Who “owns” extra biopsy tissue? Why Cancer Patients Must Advocate Vigorously for caHUB

Greetings,

Karl2007How many of us can recall reading the consent document regarding the use of our extra biopsy tissue?  And if we did, how could we be expected to understand its implications, … or our other choices?

Only recently considered “waste tissue,” the evaluation of biospecimen – particularly when correlated with clinical information (response to therapy, etc.) –  is considered the key INFORMATION to making progress against lymphomas and other cancers,  heterogeneous conditions, which can have variable clinical courses and underlying biology – even within the same diagnosis.  

See about the critical importance of high-quality biospecimens for cancer research and patient care, an NCI video on this page: http://bit.ly/c41Iyz

Presently, pathology departments, the institutions, the investigators, the cooperative groups, even NCI, argue for use of it.   The patient community unaware that it has become so valuable, and that “ownership” of it has become so problematic!

Importantly, with the recent advent of caHUB*, we now have an alternative to a fragmented system where tissue remains unused because of ownership battles,  or the use of it defaults to individual researchers in the center who have access to the refrigerator. Done in isolation, on relatively small numbers sample, without clinical annotation, this use of patient tissue is unlikely to achieve anything of clinical importance.

caHUB is a “national biobank, or biorespository, of human tissue, blood, and other biological materials–collectively known as biospecimens–that can be used for medical research. It will help ensure that an adequate and continuous supply of biospecimens is available to accelerate cancer research and the development of molecularly-based diagnostic and therapeutic agents that will further enable personalized medicine.”   See for details on caHUB: http://bit.ly/doVai4

So I think the cancer patient communities need legal counsel regarding the use of biopsy tissue for research and government regulation to standardize consent and ownership practices — to protect the interests of patients and to save the gifted, well-meaning, human, all-to-human, researchers from themselves.

Proposing a carrot: Institutions that participate in caHUB, should be awarded generous grants and public acknowledgments.
++++++++++++++++++++
◆ BRIEF 1: In the article on biopsy tissue ownership, rewrite the passage starting at "So I think the cancer" and ending at "researchers from themselves.", replacing "legal counsel" with "legal advice".
◆ BRIEF 2: Write a continuation of the article on biopsy tissue ownership.

◆ DATASET ENTRIES:
++++++++++++++++++++
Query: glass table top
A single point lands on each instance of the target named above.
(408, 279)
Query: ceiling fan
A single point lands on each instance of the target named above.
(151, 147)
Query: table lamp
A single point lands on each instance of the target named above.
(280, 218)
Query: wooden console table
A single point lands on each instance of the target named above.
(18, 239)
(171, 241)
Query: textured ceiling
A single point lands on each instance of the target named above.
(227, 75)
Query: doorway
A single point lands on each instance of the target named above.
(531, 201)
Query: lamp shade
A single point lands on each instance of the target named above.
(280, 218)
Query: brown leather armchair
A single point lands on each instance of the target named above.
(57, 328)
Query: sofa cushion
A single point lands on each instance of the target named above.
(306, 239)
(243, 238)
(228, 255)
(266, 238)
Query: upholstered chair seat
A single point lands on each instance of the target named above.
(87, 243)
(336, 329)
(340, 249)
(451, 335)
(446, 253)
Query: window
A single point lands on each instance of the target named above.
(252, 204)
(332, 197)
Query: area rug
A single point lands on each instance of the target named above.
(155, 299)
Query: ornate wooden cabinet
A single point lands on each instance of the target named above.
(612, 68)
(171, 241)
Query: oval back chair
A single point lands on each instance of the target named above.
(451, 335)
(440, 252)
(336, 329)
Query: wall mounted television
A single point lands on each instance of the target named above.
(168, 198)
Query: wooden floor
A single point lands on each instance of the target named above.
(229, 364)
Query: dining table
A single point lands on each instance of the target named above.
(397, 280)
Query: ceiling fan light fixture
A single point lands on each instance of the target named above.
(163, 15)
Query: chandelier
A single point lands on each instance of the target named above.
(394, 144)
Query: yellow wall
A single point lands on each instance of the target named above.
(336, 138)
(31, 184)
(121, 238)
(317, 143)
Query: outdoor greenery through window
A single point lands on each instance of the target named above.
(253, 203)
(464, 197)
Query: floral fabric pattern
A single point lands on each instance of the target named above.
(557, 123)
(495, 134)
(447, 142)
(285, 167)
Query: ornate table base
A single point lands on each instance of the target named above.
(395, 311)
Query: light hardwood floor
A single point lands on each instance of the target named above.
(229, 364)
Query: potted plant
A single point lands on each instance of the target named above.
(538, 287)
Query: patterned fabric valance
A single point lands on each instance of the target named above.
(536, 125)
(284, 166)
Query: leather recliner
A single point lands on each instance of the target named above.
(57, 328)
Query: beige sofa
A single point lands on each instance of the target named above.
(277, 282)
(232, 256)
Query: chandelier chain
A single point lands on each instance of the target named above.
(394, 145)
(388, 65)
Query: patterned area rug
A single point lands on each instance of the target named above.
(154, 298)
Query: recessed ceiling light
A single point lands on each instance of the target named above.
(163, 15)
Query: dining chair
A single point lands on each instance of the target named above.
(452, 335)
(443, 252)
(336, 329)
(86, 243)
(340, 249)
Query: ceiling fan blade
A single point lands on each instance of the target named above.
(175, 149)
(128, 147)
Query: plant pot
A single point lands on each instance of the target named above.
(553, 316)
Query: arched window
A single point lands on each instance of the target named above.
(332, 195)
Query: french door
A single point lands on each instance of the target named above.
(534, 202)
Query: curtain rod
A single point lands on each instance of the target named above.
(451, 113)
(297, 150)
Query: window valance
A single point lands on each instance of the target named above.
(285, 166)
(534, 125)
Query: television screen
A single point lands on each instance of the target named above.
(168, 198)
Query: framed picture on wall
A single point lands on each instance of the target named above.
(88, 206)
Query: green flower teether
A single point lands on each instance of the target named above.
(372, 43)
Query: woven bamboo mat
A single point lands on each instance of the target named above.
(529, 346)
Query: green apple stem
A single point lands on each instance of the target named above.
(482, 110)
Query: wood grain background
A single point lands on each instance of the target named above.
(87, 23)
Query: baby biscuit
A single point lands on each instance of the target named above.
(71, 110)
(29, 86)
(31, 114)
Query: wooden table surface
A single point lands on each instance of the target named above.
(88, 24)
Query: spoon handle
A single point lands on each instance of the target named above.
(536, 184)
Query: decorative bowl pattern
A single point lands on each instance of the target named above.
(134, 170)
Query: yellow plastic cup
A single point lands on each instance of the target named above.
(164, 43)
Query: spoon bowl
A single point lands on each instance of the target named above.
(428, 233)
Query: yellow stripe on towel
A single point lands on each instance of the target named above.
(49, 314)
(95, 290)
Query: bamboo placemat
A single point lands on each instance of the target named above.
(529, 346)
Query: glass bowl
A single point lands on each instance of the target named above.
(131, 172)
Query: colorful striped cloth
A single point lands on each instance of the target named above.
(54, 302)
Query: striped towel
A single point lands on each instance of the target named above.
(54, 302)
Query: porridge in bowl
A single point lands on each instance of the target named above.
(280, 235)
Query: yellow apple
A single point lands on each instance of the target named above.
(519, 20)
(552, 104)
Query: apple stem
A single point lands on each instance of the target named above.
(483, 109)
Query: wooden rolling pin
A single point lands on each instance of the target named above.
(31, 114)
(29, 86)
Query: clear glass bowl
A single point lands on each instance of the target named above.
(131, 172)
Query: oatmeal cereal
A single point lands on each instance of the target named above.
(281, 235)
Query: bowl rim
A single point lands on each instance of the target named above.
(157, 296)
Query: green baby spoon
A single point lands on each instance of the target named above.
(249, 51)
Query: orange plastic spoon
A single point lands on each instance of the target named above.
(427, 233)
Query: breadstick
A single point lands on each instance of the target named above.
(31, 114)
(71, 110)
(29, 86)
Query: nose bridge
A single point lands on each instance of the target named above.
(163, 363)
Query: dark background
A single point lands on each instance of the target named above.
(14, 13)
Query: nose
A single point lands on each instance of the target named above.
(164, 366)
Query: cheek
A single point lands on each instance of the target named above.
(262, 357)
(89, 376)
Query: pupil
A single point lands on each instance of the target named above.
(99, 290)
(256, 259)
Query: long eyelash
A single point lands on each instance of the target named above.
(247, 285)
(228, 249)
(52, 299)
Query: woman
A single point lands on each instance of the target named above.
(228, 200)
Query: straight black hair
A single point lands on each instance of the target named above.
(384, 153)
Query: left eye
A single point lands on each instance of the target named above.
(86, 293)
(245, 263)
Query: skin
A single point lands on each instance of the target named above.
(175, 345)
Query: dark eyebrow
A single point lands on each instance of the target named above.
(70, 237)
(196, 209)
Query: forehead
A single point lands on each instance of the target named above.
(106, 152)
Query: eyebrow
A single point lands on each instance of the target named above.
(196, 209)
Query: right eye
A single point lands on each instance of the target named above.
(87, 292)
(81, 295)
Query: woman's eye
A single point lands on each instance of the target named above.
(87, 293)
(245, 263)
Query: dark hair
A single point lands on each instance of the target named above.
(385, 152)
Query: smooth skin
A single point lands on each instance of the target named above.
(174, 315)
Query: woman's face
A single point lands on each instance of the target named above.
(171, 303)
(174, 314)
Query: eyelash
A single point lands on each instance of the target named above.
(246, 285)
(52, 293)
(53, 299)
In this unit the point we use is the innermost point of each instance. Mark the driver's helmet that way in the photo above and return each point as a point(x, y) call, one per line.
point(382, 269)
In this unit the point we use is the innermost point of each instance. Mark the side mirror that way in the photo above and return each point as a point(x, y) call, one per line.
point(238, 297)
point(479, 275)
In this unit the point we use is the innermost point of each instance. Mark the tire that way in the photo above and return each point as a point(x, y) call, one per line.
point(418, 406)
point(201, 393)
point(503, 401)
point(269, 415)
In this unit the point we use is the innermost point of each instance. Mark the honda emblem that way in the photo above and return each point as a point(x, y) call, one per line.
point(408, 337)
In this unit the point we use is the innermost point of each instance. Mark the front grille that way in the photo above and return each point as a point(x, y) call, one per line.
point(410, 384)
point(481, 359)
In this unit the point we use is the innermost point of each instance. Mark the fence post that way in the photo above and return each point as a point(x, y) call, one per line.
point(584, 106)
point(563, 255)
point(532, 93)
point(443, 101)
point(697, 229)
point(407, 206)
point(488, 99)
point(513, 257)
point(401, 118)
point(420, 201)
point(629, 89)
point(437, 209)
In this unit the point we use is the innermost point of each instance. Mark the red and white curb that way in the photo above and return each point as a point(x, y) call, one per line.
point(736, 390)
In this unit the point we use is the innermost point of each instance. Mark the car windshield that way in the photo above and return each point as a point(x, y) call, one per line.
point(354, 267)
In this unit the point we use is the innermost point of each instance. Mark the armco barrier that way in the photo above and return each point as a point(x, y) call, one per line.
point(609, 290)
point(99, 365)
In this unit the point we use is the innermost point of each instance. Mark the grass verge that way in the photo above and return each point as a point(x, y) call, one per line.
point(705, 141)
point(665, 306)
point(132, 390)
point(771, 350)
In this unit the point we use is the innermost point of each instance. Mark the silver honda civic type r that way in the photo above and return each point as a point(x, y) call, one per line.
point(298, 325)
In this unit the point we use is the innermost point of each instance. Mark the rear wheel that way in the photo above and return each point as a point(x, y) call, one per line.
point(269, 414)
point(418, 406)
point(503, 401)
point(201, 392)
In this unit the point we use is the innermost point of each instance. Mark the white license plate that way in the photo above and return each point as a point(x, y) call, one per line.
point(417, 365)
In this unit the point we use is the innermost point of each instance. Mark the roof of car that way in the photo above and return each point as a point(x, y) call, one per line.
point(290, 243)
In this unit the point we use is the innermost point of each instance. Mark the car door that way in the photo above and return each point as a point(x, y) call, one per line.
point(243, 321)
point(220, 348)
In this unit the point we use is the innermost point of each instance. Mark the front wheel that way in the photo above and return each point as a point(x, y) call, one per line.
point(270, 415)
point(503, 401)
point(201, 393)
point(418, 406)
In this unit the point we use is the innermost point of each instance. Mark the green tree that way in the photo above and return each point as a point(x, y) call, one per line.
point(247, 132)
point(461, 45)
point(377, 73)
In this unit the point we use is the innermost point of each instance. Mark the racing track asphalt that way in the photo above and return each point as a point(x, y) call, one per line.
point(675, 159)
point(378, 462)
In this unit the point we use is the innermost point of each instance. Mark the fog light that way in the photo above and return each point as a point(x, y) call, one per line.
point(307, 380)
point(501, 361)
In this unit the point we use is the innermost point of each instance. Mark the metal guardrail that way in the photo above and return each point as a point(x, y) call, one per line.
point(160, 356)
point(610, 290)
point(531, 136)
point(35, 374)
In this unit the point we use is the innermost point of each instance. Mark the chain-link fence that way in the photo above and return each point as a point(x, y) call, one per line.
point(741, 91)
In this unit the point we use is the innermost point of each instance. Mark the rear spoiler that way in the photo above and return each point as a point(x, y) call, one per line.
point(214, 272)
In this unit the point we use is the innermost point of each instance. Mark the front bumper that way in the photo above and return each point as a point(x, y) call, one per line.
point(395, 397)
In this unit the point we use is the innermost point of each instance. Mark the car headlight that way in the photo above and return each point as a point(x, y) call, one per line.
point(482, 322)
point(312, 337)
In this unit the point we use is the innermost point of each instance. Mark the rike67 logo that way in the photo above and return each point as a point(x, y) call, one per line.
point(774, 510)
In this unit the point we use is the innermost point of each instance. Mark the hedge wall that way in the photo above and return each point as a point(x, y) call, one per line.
++++++++++++++++++++
◆ EXERCISE ANSWER 1:
So I think the cancer patient communities need legal advice regarding the use of biopsy tissue for research and government regulation to standardize consent and ownership practices — to protect the interests of patients and to save the gifted, well-meaning, human, all-to-human, researchers from themselves.

◆ EXERCISE ANSWER 2:
See Request for Input on the Biospecimen Procurement Program for the NCI’s cancer Human Biobank (caHUB)  http://bit.ly/9729P3

And a stick: institutions who do not offer this option to patients, must discard the extra tissue unless they can show its use has a true potential to advance clinical science, and the institutions have provided patients with adequate consenting and knowledge of the alternative.

And to establish trust and best use:  Empower an NCI steering committees with independent experts and STRONG PATIENT REPRESENTATION to determine best use of the tissue for research.   Noting that access to the biological and de-identified clinical INFORMATION will be available to all, including commercial entities – through the caBIG bio-informatics system, so that researchers can COMPETE WITH IDEAS instead of for ”ownership.”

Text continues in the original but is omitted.